Saved entries:
┄┄┄┄┄┄┄┄┄┄┄┄┄┄┄┄┄┄┄┄

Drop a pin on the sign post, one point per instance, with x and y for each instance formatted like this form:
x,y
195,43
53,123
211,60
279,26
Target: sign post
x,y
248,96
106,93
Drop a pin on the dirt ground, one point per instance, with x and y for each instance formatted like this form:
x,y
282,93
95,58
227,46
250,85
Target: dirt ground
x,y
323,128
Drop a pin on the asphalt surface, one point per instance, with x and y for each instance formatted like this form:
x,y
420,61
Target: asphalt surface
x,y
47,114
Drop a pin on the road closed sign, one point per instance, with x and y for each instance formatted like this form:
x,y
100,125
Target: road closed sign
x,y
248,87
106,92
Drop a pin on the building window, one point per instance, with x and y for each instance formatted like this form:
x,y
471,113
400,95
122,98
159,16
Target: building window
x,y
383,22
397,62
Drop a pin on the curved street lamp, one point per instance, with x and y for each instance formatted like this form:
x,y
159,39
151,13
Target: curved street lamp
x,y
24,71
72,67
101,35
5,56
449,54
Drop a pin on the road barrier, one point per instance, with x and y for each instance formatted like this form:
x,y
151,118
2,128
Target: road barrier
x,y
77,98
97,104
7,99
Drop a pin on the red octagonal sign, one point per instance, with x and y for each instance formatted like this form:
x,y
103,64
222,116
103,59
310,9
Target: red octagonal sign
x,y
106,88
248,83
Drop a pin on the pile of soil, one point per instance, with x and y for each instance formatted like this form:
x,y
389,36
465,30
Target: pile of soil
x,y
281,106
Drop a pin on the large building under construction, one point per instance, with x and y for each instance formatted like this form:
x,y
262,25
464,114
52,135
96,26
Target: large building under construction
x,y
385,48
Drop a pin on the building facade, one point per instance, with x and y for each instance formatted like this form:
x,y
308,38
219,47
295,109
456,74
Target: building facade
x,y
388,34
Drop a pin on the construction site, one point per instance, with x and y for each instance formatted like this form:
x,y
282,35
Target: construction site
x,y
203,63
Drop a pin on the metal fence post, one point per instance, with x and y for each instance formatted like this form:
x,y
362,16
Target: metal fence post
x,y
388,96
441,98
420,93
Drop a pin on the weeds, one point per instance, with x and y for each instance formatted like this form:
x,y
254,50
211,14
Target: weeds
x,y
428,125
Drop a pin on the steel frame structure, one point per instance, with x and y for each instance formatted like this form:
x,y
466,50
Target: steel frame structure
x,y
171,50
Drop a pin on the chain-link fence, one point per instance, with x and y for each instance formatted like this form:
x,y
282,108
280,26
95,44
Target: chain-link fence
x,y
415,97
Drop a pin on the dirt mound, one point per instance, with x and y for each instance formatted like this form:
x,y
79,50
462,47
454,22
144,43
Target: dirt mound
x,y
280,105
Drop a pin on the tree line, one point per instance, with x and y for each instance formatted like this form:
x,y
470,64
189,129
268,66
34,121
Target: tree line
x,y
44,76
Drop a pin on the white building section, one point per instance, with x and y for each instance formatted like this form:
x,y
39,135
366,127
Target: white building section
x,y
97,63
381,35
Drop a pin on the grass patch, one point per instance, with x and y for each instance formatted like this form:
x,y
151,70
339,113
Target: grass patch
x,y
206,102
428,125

┄┄┄┄┄┄┄┄┄┄┄┄┄┄┄┄┄┄┄┄

= INSTRUCTIONS TO FOLLOW =
The answer should be an exact reproduction of all the entries.

= TASK RESPONSE =
Drop a pin on the sign post, one point per instance, with x and y for each instance formatted like this form:
x,y
195,43
53,123
211,60
279,26
Target: sign post
x,y
248,96
106,93
Drop a pin on the dirt ground, one point per instance, with x and y for each instance formatted like this form:
x,y
282,93
95,58
227,46
250,85
Target: dirt ground
x,y
323,128
Drop a pin on the asphalt surface, one point per instance, with x and y for each instance formatted like this form:
x,y
420,61
Target: asphalt surface
x,y
47,114
Drop a pin on the road closed sign, one point per instance, with x and y for each instance formatted like this form:
x,y
100,125
Target: road closed sign
x,y
248,87
106,92
Drop a pin on the building window, one point per instance, with x and y for each instance formatted like this form:
x,y
471,113
400,95
122,98
159,16
Target: building window
x,y
383,22
397,62
Drop a pin on the curved street lamp, one point per instance, with x and y for each instance formatted like this form:
x,y
159,39
151,13
Target: curved street lamp
x,y
24,71
72,67
101,35
5,56
449,54
Drop a pin on the road barrier, one point per instance, with x and y for each instance formatted like this form:
x,y
151,118
2,128
Target: road barrier
x,y
77,98
97,104
7,99
Drop a pin on the red octagonal sign, one point per instance, with x and y for each instance formatted like this form:
x,y
103,64
222,116
103,59
310,9
Target: red octagonal sign
x,y
106,88
248,83
Drop a pin on the pile of soil, one point per instance, with x and y for each instance formatted like this form:
x,y
389,36
465,30
Target: pile of soil
x,y
281,106
Drop a pin on the large building under construction, one point per instance, with x and y for each instance formatted like this form:
x,y
262,25
464,114
52,135
96,26
Target: large building under construction
x,y
385,48
Drop a pin on the building facade, one point per instance, with x and y for each instance formatted like this form:
x,y
308,38
219,47
295,109
456,74
Target: building facade
x,y
388,34
Drop a pin on the construction site, one point per instance, with x and y for each instance formatted like this form:
x,y
282,35
Target: construction site
x,y
203,63
Drop a pin on the metal fence post, one point per instance, with x and y for each instance formatted like this form:
x,y
362,16
Target: metal fence post
x,y
388,96
441,98
420,93
Drop a pin on the weeds, one point per instance, with x and y for each instance formatted like this form:
x,y
254,50
211,14
Target: weeds
x,y
428,125
Drop a pin on the steel frame structure, one point per instance, with x and y for each instance formatted like this form:
x,y
466,50
Target: steel frame structure
x,y
171,50
Drop a pin on the chain-link fence, one point per instance, with x and y for each instance formatted like this form:
x,y
282,108
280,26
95,44
Target: chain-link fence
x,y
415,97
Drop a pin on the dirt mound, one point per instance, with x and y for each instance formatted like this form:
x,y
79,50
462,47
454,22
144,43
Target: dirt mound
x,y
280,105
Drop a pin on the tree line, one point per instance, with x and y for each instance formatted like this form:
x,y
470,64
189,129
268,66
34,121
Target: tree line
x,y
44,76
Drop a pin on the white building section, one point per instance, with x and y for each instance formatted like this form:
x,y
39,135
366,127
Target: white building section
x,y
97,63
381,35
Drop a pin on the grass patch, one point per instance, with x and y for each instance formatted like this form:
x,y
151,70
339,113
Target: grass patch
x,y
206,102
428,125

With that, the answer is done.